Set of tasks =
- A) Set down the part of the post about returning to Dushanbe that runs from "Hope you weren’t" to "matter that much.", copying it word for word.
- B) Render this sentence from the post about returning to Dushanbe in Spanish: "And the solo trip with baby was actually not as bad as I had feared."

Given passage =
□ □ □
Hope you weren’t holding your breath to learn whether Owen and I made it back to Dushanbe safely. Answer: yes. And the solo trip with baby was actually not as bad as I had feared. Not that I want to do it again any time soon if I can help it, but still.
Our (or at least my) adjustment to the 9 hour time difference was actually not all that painful either. I think once you are surviving on about 5 hours’ sleep maximum on any given night, and even those afforded to you at the most random times, not necessarily all in a row, maybe the time zone thing doesn’t really matter that much.
I’d been gone about 3 months in all, and one of the most remarkable things that had developed in my absence: bugs. There seemed to be a small band of mosquitoes hiding out in the guest bedroom where we now have Owen’s crib set up. Luckily they only seemed to be bothering me, and they seem to have died out quickly, although it did give me pause for a short while.
A problem that we’d had before in the kitchen — moths flying out of cupboards whenever they were opened — had gotten a lot worse. So I spent one morning shortly after I arrived cleaning out the grains that were harboring worms and the ziploc bags whose folds seem to serve as excellent sites for moths to set up a little cobwebby home.
□ □ □
Data =

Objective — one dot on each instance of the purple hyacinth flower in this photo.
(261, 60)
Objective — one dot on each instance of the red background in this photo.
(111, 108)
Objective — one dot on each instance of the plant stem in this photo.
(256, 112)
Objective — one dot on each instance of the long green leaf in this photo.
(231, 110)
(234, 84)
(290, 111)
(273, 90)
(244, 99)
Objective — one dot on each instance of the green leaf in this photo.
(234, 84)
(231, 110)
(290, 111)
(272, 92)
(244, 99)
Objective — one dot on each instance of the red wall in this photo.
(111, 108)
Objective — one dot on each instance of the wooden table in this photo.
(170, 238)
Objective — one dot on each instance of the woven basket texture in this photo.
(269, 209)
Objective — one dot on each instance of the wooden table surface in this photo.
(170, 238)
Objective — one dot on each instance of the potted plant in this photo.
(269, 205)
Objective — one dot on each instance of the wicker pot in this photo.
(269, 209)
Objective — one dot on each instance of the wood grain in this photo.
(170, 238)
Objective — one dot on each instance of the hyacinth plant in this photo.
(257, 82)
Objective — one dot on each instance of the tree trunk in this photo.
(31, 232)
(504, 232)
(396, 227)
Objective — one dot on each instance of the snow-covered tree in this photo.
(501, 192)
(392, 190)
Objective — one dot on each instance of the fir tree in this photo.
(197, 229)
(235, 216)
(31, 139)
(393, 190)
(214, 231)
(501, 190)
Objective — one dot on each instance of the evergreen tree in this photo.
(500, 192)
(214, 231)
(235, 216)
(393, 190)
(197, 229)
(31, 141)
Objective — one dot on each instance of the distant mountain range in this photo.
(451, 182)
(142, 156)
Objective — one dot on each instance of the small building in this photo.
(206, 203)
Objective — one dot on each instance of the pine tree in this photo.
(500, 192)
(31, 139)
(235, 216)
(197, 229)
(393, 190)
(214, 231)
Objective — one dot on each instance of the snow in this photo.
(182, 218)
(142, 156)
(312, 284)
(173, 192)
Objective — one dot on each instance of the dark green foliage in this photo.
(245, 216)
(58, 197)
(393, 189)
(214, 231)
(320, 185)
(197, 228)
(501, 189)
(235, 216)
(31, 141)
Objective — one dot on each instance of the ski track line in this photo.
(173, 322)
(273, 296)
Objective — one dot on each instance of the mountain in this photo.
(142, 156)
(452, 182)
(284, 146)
□ □ □
Your written answers =
- A)
Hope you weren’t holding your breath to learn whether Owen and I made it back to Dushanbe safely. Answer: yes. And the solo trip with baby was actually not as bad as I had feared. Not that I want to do it again any time soon if I can help it, but still.
Our (or at least my) adjustment to the 9 hour time difference was actually not all that painful either. I think once you are surviving on about 5 hours’ sleep maximum on any given night, and even those afforded to you at the most random times, not necessarily all in a row, maybe the time zone thing doesn’t really matter that much.

- B) Y el viaje a solas con el bebé en realidad no fue tan malo como me había temido.